Reproduce the listing exactly, so that no line differs from the original.
━━ Exercise material ━━
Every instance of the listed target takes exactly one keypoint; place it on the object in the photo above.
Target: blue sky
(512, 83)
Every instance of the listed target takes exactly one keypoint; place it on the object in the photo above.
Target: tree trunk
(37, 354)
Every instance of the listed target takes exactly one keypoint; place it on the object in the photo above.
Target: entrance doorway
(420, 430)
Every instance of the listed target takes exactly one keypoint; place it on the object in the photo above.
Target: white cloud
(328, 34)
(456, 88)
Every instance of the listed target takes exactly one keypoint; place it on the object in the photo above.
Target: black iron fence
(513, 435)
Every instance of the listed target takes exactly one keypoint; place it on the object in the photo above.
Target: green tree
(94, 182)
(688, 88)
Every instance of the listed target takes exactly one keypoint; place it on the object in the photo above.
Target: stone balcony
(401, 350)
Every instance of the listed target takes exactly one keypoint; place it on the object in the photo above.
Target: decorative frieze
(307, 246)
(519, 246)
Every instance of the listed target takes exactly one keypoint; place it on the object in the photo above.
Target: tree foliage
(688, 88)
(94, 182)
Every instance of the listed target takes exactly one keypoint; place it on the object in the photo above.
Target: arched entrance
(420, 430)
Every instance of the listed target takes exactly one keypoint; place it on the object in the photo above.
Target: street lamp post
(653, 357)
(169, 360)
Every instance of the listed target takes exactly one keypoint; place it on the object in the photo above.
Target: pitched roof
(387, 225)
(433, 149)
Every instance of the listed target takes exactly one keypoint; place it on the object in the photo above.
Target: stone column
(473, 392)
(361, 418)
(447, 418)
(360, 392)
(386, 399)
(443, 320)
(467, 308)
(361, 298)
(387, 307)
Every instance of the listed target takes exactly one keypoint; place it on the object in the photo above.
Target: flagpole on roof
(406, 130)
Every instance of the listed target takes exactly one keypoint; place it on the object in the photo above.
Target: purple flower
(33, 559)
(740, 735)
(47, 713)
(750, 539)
━━━
Problem solution:
Every instance of the listed target takes exactly one keypoint; place it on the object in the photo above.
Target: blue sky
(512, 83)
Every instance of the listed target takes exactly one keypoint; place it on the object in the photo above.
Target: tree trunk
(37, 354)
Every instance of the listed target takes exactly one keypoint; place it on the object in the photo above.
Target: entrance doorway
(420, 430)
Every instance of the listed target takes exactly one keypoint; place it on the object in the photo above.
Target: white cloud
(328, 34)
(456, 88)
Every instance of the listed target takes exactly one keypoint; place it on the object in the photo above.
Target: black iron fence
(513, 435)
Every instance of the listed target takes exactly one keypoint; place it on the object in the photo above.
Target: green tree
(94, 182)
(688, 88)
Every instance of the listed target takes exactly one keypoint; place it on the object in the photo above.
Target: stone balcony
(401, 350)
Every instance of the listed target takes exactly one keypoint; place it on the object in the photo above.
Target: decorative frieze
(307, 246)
(519, 246)
Every instance of the listed target takes exactly one keypoint; place it on the object in the photo above.
Target: tree foliage
(688, 88)
(94, 182)
Every instance of the listed target takes exactly one keypoint; place it on the object in the photo above.
Target: arched entrance
(420, 430)
Every instance of the listed target takes exactly one keypoint; place it on the object in the photo above.
Target: street lamp post
(653, 357)
(169, 360)
Every instance of the listed target takes exactly one keypoint; place it on the object in the photo above.
Target: pitched roof
(387, 225)
(433, 149)
Every instance of the listed target takes exactly one keypoint; place it on the object in the photo above.
Target: stone column
(473, 392)
(361, 418)
(447, 418)
(360, 392)
(386, 399)
(443, 320)
(467, 308)
(361, 298)
(387, 307)
Every instance of the listed target takes exactly one keypoint; place it on the object in the photo above.
Target: flagpole on roof
(406, 130)
Every instance of the listed target takes exactly one keypoint; place it on the object in the photo above.
Target: purple flower
(33, 559)
(740, 735)
(47, 713)
(750, 539)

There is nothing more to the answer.